* Kutipan Terpilih *
________________________________________

Megawati Soekarnoputri bukanlah sosok yang artikulatif. Kalimat-kalimatnya yang kerap kita dengar di forum-forum terbuka bukanlah kata-kata yang terstruktur seperti Susilo Bambang Yudhoyono. Kadang kalimat-kalimat Mega malah terasa seperti kata yang terpenggal-penggal.
Ia memang bukan politisi yang pandai berkata-kata. Namun, sejumlah dinamika politik di negeri ini sesungguhnya amat dipengaruhi oleh pilihan-pilihan politiknya. Sejumlah orang yang mengenalnya dari dekat mengatakan, Megawati memiliki intuisi politik yang tajam.
Ketajaman intuisinya barangkali bisa jadi karena warisan genetis dari Soekarno, ayahnya. Namun, tak bisa dipungkiri, kerasnya perjalanan politik Mega menguatkan ketajaman intuitifnya sebagai seorang politisi. Sebagai politisi, ia ditempa oleh kerasnya represi rezim orde baru. Mega lah yang membangun PDI-P dari nol dengan segala jatuh bangunnya.
Almarhum Frans Seda, politisi senior PDI-P, dalam sebuah kesempatan pernah berkata, seringkali logika dan analisis fakta-fakta rasional harus bertekuk di bawah intuisi politik Mega.
“Dia (Mega) punya intuisi tajam. Sering kita berpikir, secara logika, menganalisa fakta-fakta, menyodorkan bukti-bukti, tapi tetap saja belum pas. Di saat itulah Mega bertindak berdasarkan intuisinya, yang oleh orang-orang lain tidak terpikirkan sebelumnya,” kata Frans.
Ganjar Pranowo, politisi PDI-P yang kini menjadi Gubernur Jawa Tengah, pun mengakui bahwa perjalanan karir politiknya hingga menduduki kursi gubernur adalah buah dari intuisi Mega yang memintanya maju di last minute.
Kala itu, pasangan Ganjar Pranowo dan Heru Sudjatmoko mendaftar ke Komisi Pemilihan Umum Jawa Tengah selang empat jam sebelum pendaftaran tutup pada pukul 24.00.
Pilihan Mega atas Ganjar bukan pilihan yang populer. Pasalnya, menurut survei Lingkaran Survei Kebijakan Publik (LKSP), anak perusahaan Lingkaran Survei Indonesia yang kesohor itu, elektabilitas Ganjar hanya 8,4 persen, jauh di bawah calon incumbent, Bibit Waluyo, yang mencapai 39 persen.

________________________________________

* Catatan Tersedia *
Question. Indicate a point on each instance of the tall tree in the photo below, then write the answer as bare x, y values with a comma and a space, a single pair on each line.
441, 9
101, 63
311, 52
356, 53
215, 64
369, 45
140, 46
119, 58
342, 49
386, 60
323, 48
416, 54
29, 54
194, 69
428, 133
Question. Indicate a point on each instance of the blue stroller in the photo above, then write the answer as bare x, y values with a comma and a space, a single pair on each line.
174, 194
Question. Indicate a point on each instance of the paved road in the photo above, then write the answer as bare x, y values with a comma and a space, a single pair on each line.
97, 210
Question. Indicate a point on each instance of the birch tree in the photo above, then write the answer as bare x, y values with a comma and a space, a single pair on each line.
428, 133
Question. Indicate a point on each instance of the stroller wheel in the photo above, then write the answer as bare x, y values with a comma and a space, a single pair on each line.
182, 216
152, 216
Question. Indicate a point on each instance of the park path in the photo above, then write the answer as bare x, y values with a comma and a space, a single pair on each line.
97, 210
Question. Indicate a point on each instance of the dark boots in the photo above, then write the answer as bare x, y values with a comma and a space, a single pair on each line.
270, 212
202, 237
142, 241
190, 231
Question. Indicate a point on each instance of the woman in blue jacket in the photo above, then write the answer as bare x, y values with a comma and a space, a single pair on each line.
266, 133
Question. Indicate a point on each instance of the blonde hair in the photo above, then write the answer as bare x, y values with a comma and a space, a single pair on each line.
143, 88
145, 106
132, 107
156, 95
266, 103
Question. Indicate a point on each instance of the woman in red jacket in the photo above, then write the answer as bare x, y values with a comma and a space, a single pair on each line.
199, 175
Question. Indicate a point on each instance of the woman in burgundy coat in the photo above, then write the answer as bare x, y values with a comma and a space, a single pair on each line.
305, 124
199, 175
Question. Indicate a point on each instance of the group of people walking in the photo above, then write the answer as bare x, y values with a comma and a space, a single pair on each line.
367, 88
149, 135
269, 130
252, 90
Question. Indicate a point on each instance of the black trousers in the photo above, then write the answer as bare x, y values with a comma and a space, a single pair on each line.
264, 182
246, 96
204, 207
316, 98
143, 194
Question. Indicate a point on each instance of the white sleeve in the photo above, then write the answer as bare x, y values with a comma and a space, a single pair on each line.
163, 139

________________________________________

* Soal 1 *
Tulis ulang tanpa perubahan semua baris catatan, mulai dari baris yang memuat "Question. Indicate a point on each instance of the black" sampai baris terakhir catatan.
* Soal 2 *
Lanjutkan tulisan tentang intuisi politik Megawati dari bagian terakhir yang ditampilkan.

* Jawaban 1 *
Question. Indicate a point on each instance of the black trousers in the photo above, then write the answer as bare x, y values with a comma and a space, a single pair on each line.
264, 182
246, 96
204, 207
316, 98
143, 194
Question. Indicate a point on each instance of the white sleeve in the photo above, then write the answer as bare x, y values with a comma and a space, a single pair on each line.
163, 139

* Jawaban 2 *
Nyatanya Megawati tidak salah. Ganjar menang dengan perolehan suara 48,82 persen mengunguli Bibit di posisi kedua dengan perolehan suara 30,2 persen. Kemenangan yang mengejutkan. Ganjar pun memimpin Jawa Tengah periode 2013-2018.
Jokowi-Basuki
Sebelumnya, pada 2012, intuisi Megawati juga menuntunnya pada sosok Joko Widodo atau Jokowi, Wali Kota Solo. Megawati meminta Jokowi hijrah ke Jakarta untuk maju dalam Pilkada berhadapan dengan calon incumbent Fauzi Bowo atu Foke yang menggandeng Nachrowi Ramli.
Bukan pilihan yang mudah mengingat tingginya popularitas dan elektabilitas Foke. Survei yang dilakukan Cyrusnetwork pada Desember 2011, elektabilitas Jokowi hanya 6 persen, sementara Foke berada di urutan teratas dengan 25,3 persen. Sementara, survei PDI-P dari Indobarometer awal Februari 2012 mendapatkan, popularitas Jokowi berada di urutan ketiga setelah Foke dan Tantowi Yahya.
Keputusan Mega memilih Jokowi sempat dipertanyakan Sekjen PDI-P kala itu, Tjahjo Kumolo. “Wis meneng (sudah, diam saja). Siapkan semuanya,” kata Mega menjawab keraguan Tjahjo.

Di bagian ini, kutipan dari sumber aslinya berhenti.